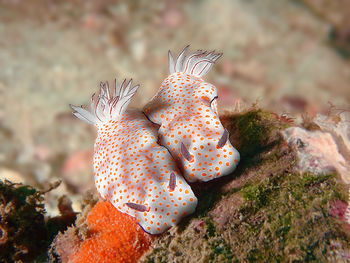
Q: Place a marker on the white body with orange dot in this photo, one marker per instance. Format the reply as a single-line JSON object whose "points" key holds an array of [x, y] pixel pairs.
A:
{"points": [[185, 109], [137, 175]]}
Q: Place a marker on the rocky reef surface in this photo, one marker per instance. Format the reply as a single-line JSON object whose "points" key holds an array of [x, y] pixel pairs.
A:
{"points": [[287, 201]]}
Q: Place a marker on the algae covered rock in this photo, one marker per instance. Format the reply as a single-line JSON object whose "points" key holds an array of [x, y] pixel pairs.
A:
{"points": [[23, 233], [266, 211]]}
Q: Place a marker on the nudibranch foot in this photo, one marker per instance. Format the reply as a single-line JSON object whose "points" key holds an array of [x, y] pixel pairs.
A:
{"points": [[132, 171]]}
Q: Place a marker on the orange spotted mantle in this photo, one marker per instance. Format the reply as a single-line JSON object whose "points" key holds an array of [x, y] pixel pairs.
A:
{"points": [[137, 175], [185, 109]]}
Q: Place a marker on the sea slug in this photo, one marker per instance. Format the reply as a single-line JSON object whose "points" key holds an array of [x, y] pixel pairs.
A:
{"points": [[136, 174], [185, 108]]}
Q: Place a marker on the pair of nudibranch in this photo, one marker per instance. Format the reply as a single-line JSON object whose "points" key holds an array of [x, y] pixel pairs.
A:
{"points": [[143, 160]]}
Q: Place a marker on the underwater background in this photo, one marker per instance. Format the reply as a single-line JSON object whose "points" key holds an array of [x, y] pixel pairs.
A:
{"points": [[291, 57]]}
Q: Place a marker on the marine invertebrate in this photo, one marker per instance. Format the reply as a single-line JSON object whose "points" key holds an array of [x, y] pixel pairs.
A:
{"points": [[132, 171], [269, 213], [110, 236], [185, 107]]}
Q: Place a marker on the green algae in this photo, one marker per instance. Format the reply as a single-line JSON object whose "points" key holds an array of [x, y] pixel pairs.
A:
{"points": [[265, 212], [23, 231]]}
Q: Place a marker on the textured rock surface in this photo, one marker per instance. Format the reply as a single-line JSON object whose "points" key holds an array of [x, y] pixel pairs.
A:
{"points": [[265, 211]]}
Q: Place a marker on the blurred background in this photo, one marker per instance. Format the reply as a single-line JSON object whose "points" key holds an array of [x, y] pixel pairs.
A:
{"points": [[290, 56]]}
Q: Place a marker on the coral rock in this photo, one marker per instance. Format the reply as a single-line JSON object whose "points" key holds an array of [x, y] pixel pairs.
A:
{"points": [[112, 237]]}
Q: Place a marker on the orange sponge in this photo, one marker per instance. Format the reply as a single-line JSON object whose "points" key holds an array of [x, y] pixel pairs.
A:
{"points": [[114, 237]]}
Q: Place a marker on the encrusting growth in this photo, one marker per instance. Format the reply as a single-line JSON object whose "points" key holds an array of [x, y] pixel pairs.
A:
{"points": [[185, 107], [132, 171]]}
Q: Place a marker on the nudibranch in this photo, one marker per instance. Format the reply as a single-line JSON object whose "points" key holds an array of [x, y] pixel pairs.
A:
{"points": [[136, 174], [185, 107]]}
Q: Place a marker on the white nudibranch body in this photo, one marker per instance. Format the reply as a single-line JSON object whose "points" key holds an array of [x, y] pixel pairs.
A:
{"points": [[185, 108], [136, 174]]}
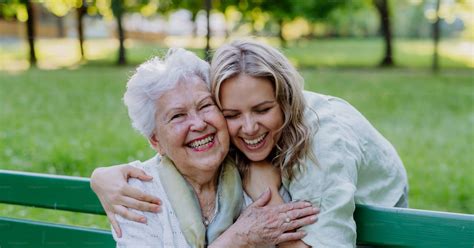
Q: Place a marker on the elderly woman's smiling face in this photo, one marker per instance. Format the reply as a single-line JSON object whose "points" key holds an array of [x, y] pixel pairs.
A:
{"points": [[190, 128]]}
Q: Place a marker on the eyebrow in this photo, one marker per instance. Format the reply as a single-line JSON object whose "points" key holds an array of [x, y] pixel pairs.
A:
{"points": [[253, 107]]}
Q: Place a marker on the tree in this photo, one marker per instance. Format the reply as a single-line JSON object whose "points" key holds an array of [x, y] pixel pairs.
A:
{"points": [[81, 11], [62, 8], [436, 35], [31, 31], [383, 9], [118, 11]]}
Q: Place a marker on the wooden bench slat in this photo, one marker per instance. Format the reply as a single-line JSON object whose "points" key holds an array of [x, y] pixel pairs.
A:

============

YOUR GOAL: Reproduce each line exactly, please, except for any pictures.

ANSWER TO THE EXERCISE:
Q: Place a marker on the white body with orange dot in this photo, one marker per instance. Format the reply as a single-line JSON object whose "points" key holds an array of [x, y] pixel pairs.
A:
{"points": [[185, 109], [137, 175]]}
Q: Place a marker on the rocky reef surface in this photo, one marker per instance. Format the reply as a single-line JSON object whose "points" key holds an array of [x, y] pixel pairs.
A:
{"points": [[287, 201]]}
Q: Place a marker on the algae covered rock in this photo, one marker per instance. Format the reply as a single-line JSON object whose "points" key holds an array of [x, y] pixel pairs.
A:
{"points": [[23, 233], [266, 211]]}
Q: Place a marker on the nudibranch foot in this photo, one marker per instance. Format the reply as a single-line JSON object whose "points" key holds an array of [x, y] pixel pairs.
A:
{"points": [[132, 171]]}
Q: Place a marker on the orange spotted mantle in this photo, one marker per instance. Format the reply as a single-line JSON object whose "points" key holds an array of [x, y] pixel pairs.
A:
{"points": [[137, 175], [185, 109]]}
Q: Place a marker on the sea slug in this photo, one marker per instance. Format the reply as a single-line JSON object whose "points" key holds an array of [x, y] pixel pairs.
A:
{"points": [[136, 174], [185, 108]]}
Q: Place a marker on the pair of nudibranch in this photo, one marker per instance. Format the reply as a single-line JSON object whose "points" key holds an array of [x, y] pixel pairs.
A:
{"points": [[143, 160]]}
Q: Place a marker on the underwater background in this photo, one marker per instance. Format the reply as a single-line JSON object whose "points" key holds an array of [x, y] pixel pairs.
A:
{"points": [[291, 57]]}
Q: Place a marker on the marine invertebrate in this photo, one marker per instance. Format the reply as a single-line JSON object whose "points" key holds an array of [x, y] pixel pairs.
A:
{"points": [[132, 171], [269, 213], [110, 236], [185, 107]]}
Q: Place a marker on the green algae in this photo, one marker per instance. Format the reply as a single-line JSON object whose "points" key holds an array of [x, y] pixel pairs.
A:
{"points": [[265, 212], [23, 231]]}
Q: Place a marker on the textured rock surface in this photo, one marker per instance. Format the reply as a single-line JSON object whose "points" key holds an array of [x, y] pixel pairs.
A:
{"points": [[265, 211]]}
Q: Place a marker on the blurred background in this photo, one marker per instance. Format the reply as a single-line JSON object whose "points" key holds an array of [x, y] pixel pairs.
A:
{"points": [[290, 56]]}
Q: Place a marker on the coral rock in this photo, one marker per instance. Format the reply as a single-line JSON object whose "points" key holds an array of [x, y] pixel pairs.
A:
{"points": [[112, 237]]}
Q: Place a marker on the orange sponge in this photo, one marker per instance. Format the reply as a single-line JSON object whose "points" key holds an array of [x, y] pixel pairs.
A:
{"points": [[114, 237]]}
Q: Place a marker on the encrusting growth in this photo, one marker per instance. Format the reply as a single-line JSON object whose "points" key holds an array of [x, y] pixel pairs.
A:
{"points": [[185, 107], [132, 171]]}
Q: Place a marker on the nudibranch in this photo, one marker per instance. Format the reply as a single-line JSON object whose "points" key holds an array of [x, y] pixel pairs.
A:
{"points": [[136, 174], [185, 107]]}
Q: Place a marker on the white nudibranch body in this photo, one marker per instance. Format the reply as a single-line JSON object whose "points" key holds an array of [x, y] pixel pairs.
A:
{"points": [[185, 108], [136, 174]]}
Q: Place a marker on the elderly woman's smiling face in this photo, one marker per instance. Format the reply as a single-line JSON object whose "points" key holds an array of [x, y] pixel pairs.
A:
{"points": [[190, 128]]}
Q: Place a marker on the eyebrow in this photo, one marker per instance. Format the reply as a single-line JSON object whose "points" key holds an array of [x, y] pixel pairs.
A:
{"points": [[253, 107]]}
Q: Place a marker on the tree in this photo, one marker per instance. Format the reply as a single-line JSON object whose "points" key holds an array of [x, y] pixel pairs.
A:
{"points": [[81, 11], [62, 8], [436, 35], [31, 31], [383, 9], [118, 11]]}
Q: Place a marker on the wooden bench slat in this photo, one marker per instance. Format the reply as a single-line JSON object whose "points" key holds an array of [x, y] pixel pairs.
A:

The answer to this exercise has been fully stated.